WHAT IS REQUIRED |
Copy out, word for word, the part of the records below that opens with the line containing "the wide blue" and closes with the line containing "xmin=323 ymin=242 xmax=340 ymax=264", and nothing else.

DATASET |
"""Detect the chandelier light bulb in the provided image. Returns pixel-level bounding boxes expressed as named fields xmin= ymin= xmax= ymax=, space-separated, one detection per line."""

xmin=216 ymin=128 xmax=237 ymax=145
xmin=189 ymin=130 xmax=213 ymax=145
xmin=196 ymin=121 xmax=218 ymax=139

==

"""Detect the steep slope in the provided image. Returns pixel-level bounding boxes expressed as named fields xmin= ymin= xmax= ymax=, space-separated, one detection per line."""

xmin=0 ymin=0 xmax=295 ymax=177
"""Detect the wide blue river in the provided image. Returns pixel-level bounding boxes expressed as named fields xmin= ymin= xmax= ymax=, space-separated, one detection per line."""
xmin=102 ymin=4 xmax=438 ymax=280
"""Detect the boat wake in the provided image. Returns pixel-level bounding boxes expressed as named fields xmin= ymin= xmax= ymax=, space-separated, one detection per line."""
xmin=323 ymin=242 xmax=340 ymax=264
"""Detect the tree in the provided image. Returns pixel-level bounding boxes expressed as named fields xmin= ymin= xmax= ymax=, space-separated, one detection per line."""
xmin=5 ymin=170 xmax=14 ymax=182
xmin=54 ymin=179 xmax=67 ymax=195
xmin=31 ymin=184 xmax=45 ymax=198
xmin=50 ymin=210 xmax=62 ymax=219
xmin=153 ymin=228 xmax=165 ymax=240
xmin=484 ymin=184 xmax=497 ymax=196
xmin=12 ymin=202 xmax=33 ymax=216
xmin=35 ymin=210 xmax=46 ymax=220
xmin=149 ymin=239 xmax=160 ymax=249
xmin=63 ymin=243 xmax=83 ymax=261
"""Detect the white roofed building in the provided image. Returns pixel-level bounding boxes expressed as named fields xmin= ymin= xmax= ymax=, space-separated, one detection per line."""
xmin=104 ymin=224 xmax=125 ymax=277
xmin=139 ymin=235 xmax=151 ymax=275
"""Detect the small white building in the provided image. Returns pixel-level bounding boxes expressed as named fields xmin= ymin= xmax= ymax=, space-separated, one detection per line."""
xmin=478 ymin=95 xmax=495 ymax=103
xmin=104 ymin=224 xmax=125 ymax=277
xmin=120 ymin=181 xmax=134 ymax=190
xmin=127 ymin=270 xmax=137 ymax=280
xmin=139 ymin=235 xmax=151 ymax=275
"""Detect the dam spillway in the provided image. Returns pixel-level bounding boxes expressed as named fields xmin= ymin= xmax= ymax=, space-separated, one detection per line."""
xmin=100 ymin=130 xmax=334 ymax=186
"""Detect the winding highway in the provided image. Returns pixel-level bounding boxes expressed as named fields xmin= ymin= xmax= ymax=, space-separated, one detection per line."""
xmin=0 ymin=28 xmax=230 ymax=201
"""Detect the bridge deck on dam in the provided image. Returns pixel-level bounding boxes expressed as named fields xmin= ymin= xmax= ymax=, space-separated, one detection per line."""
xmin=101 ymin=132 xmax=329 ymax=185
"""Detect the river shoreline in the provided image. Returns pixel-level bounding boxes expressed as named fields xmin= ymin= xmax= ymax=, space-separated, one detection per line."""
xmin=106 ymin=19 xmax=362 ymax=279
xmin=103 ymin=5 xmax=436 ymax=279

EXPECTED ANSWER |
"""Detect the wide blue river in the provided image. Returns pixel-level bounding boxes expressed as named fields xmin= ymin= xmax= ymax=, space-separated, one detection per line."""
xmin=102 ymin=4 xmax=438 ymax=280
"""Detect the boat wake in the provided image. Returns pixel-level bounding boxes expressed as named fields xmin= ymin= xmax= ymax=, space-separated, one detection per line."""
xmin=323 ymin=242 xmax=340 ymax=264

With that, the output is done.